- [Instructions to follow] Write out, word for word, the part of the passage on autism and non-coding DNA below, starting at "Timofeev Vladimir |" and ending at "Hughes Medical Institute.".

- [Supplied passage]
****

Using artificial intelligence, scientists have discovered mutations in parts of non-coding DNA known as “Junk DNA” that can lead to autism. This is the first study of its kind to connect the dots between autism and the human genome. The study titled, “Whole-genome deep-learning analysis identifies contribution of non-coding mutations to autism risk,” was published this week in the journal Nature Genetics.
Timofeev Vladimir | Shutterstock
The research was led by Olga Troyanskaya, deputy director for genomics at the Flatiron Institute's Center for Computational Biology (CCB) in New York City and a professor of computer science at Princeton University. Troyanskaya worked alongside Robert Darnell, a Professor of Cancer Biology at Rockefeller University and an investigator at the Howard Hughes Medical Institute.
The scientists used artificial intelligence software to scan the genome sequences of 1790 people with autism, along with their siblings and parents who did not have autism. Inherited mutations were excluded from the results.
This meant that the genomes of participants with a family history of autism were only picked up on if their DNA contained spontaneous mutations, rather than mutations they could have inherited from their parents.
The AI aspect of the study allowed the team to accurately connect the DNA mutations detected to the development of autism in the individuals.
This is the first clear demonstration of non-inherited, non-coding mutations causing any complex human disease or disorder.”

****

- [Entries provided]
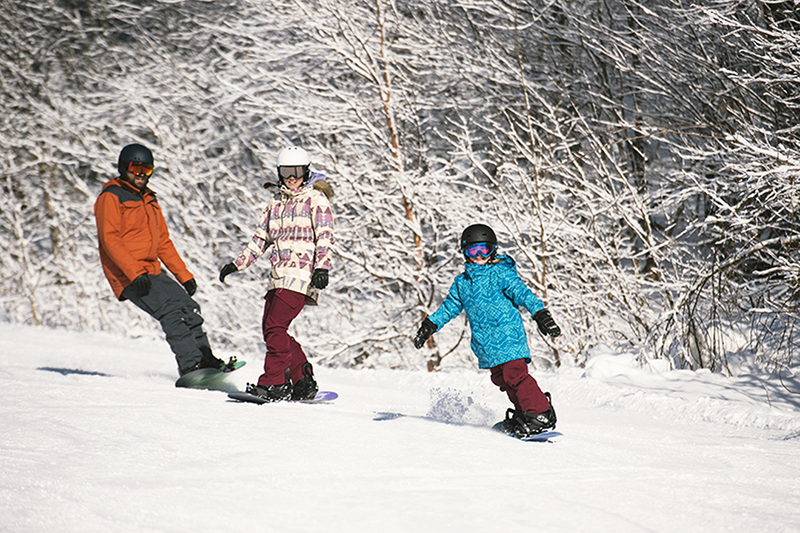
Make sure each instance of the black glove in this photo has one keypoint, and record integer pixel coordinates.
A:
(230, 268)
(546, 323)
(425, 331)
(319, 278)
(190, 286)
(142, 284)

****

- [Answer below]
Timofeev Vladimir | Shutterstock
The research was led by Olga Troyanskaya, deputy director for genomics at the Flatiron Institute's Center for Computational Biology (CCB) in New York City and a professor of computer science at Princeton University. Troyanskaya worked alongside Robert Darnell, a Professor of Cancer Biology at Rockefeller University and an investigator at the Howard Hughes Medical Institute.